Rewrite the rows starting at "Can you find the thin twig?" and ending at "x=180, y=138", with "thin twig" replaced by "slender branch" and everything else left unchanged.

Location annotation dataset excerpts:
* Start *

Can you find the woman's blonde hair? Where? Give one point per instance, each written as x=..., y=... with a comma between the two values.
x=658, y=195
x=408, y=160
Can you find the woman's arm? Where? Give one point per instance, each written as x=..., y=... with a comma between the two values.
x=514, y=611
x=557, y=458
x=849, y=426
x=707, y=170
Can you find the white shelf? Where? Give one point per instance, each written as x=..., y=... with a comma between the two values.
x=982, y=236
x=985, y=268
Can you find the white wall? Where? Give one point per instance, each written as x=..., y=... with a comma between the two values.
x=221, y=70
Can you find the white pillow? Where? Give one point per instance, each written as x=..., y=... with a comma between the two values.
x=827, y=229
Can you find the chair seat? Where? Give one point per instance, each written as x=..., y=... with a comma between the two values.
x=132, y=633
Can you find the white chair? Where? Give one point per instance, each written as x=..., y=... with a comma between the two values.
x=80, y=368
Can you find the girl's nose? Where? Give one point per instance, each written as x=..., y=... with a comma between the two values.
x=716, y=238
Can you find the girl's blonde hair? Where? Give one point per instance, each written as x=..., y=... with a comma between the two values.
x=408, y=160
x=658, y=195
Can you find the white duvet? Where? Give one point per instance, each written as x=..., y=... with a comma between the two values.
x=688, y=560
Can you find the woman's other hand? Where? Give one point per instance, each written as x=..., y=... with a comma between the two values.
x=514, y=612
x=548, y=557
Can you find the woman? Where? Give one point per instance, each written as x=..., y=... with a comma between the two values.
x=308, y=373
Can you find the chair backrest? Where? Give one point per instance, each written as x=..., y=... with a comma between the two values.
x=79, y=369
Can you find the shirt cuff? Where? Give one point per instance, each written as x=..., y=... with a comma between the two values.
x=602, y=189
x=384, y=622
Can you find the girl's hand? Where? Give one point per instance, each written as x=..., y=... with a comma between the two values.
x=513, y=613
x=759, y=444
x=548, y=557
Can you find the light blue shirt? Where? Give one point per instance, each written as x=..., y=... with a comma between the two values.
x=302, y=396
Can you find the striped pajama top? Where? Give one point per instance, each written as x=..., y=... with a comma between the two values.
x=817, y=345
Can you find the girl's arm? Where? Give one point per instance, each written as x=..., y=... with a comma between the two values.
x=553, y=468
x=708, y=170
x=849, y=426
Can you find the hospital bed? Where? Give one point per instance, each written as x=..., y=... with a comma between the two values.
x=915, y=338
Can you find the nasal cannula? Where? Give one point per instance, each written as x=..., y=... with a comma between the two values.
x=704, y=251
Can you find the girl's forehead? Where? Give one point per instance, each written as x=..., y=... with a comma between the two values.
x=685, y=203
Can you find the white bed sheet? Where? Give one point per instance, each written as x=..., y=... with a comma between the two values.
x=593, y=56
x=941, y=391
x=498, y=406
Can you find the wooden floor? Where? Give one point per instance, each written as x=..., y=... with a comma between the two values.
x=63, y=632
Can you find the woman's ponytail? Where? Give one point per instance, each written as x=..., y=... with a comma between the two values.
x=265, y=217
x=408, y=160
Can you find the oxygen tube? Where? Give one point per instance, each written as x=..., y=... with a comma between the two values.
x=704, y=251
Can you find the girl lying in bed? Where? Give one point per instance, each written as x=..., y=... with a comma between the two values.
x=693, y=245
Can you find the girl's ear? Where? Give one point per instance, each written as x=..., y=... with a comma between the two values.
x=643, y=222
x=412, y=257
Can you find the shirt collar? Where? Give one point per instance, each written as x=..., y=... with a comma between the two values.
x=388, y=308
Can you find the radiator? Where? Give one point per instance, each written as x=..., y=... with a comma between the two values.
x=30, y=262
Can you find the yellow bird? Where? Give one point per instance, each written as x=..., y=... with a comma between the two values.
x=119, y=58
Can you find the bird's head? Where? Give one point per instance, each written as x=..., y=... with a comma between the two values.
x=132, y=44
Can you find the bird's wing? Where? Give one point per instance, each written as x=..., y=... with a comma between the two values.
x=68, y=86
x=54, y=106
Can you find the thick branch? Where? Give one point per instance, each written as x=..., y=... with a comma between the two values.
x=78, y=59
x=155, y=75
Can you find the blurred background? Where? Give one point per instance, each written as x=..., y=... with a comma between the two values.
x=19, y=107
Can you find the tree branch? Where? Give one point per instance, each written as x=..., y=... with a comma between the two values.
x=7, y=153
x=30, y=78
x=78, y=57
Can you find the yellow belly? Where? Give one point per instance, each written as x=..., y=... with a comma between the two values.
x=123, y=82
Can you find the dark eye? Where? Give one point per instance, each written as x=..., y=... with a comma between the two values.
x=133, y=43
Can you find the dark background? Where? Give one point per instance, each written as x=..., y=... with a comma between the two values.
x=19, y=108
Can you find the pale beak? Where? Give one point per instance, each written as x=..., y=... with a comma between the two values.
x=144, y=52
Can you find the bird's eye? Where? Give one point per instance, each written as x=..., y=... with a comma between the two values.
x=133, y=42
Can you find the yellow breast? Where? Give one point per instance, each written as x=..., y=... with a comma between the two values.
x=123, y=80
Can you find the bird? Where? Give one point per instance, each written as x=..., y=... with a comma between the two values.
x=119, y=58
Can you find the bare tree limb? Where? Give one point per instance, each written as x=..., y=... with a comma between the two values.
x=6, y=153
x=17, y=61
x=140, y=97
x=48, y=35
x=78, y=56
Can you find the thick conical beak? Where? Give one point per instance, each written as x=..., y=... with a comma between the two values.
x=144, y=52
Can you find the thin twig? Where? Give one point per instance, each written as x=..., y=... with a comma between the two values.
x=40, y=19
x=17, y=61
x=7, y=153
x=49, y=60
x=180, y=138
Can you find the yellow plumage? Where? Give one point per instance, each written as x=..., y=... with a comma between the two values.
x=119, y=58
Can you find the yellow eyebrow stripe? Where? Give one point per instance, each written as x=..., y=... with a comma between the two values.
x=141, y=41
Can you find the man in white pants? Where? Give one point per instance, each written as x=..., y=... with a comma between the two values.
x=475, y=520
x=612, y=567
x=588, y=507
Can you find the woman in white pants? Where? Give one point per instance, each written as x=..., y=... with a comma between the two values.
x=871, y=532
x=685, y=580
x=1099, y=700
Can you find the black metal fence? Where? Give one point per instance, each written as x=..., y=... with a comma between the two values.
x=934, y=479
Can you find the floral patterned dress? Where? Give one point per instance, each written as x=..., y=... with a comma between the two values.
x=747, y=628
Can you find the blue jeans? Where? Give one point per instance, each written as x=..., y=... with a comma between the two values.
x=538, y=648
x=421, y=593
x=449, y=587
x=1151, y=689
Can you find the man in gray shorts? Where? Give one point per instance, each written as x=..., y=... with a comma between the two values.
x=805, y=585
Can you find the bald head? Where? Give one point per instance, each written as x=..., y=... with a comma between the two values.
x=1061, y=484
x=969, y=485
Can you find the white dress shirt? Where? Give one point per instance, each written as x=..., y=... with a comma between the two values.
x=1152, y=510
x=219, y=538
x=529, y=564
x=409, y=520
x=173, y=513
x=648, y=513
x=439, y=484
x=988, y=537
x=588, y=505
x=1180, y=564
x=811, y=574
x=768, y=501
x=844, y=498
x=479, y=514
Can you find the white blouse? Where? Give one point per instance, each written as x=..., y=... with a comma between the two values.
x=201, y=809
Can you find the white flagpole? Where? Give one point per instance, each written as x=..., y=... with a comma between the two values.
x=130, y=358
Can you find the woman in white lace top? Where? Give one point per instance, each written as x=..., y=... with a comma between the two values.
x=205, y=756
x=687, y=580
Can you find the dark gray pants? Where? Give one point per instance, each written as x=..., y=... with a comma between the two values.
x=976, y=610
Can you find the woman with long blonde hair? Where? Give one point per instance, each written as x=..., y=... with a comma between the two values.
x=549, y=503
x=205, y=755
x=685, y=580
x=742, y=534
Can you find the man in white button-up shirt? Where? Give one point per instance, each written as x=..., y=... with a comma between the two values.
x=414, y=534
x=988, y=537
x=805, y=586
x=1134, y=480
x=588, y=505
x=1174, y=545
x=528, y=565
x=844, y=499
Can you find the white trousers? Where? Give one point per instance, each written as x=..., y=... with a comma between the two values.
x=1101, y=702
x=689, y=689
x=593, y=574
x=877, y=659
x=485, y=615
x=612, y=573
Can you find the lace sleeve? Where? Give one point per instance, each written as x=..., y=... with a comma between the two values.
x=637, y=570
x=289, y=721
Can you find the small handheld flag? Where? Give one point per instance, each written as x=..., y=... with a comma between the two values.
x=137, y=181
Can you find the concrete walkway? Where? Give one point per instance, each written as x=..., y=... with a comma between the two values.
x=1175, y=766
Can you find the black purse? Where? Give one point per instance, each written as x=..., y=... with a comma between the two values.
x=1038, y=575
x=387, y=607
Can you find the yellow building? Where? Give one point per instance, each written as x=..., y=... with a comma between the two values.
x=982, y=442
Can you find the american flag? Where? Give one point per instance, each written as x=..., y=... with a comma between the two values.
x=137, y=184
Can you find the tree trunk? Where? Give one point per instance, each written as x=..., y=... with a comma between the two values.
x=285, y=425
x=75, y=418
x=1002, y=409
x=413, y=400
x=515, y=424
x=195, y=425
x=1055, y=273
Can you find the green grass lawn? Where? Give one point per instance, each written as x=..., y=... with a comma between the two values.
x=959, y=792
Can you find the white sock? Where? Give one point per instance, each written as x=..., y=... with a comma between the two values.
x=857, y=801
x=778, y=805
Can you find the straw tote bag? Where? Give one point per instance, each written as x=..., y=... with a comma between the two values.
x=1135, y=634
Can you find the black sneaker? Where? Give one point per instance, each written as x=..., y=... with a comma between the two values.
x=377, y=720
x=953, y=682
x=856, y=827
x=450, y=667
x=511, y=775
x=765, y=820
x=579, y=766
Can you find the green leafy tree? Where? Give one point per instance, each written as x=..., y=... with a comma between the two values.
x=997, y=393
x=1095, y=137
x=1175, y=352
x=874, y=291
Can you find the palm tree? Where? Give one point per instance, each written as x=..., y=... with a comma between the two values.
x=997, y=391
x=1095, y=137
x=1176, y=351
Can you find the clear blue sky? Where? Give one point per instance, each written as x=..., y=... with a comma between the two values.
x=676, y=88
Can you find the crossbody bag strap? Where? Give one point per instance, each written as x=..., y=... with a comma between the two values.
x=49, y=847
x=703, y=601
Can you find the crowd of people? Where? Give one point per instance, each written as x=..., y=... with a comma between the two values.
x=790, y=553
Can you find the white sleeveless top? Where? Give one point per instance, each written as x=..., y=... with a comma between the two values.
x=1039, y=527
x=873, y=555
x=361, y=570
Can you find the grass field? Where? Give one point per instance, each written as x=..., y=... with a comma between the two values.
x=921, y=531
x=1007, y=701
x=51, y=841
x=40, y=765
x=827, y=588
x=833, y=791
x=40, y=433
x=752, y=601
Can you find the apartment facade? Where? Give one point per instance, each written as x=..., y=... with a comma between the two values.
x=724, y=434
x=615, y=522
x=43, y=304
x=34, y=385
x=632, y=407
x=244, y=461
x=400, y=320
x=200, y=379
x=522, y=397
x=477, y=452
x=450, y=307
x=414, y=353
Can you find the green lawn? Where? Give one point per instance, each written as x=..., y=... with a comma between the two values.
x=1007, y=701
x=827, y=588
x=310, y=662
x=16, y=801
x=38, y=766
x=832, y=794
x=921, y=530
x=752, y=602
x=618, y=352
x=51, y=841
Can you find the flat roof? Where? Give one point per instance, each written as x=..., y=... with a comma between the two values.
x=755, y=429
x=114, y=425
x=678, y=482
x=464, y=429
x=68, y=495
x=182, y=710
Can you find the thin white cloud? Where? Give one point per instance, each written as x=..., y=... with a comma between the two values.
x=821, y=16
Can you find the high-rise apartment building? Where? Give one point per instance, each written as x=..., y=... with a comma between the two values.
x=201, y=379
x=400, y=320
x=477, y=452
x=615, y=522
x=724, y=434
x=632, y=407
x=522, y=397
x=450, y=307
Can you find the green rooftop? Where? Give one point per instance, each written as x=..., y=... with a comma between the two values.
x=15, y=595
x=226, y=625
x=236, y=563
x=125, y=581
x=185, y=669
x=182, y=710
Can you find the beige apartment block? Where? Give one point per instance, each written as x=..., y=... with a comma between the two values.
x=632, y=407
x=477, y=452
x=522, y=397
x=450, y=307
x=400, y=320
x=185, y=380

* End *

> [Exercise solution]
Can you find the slender branch? Where? Give one point per instance, each written as x=..., y=... with a comma between the two values.
x=40, y=19
x=17, y=61
x=7, y=153
x=49, y=60
x=180, y=138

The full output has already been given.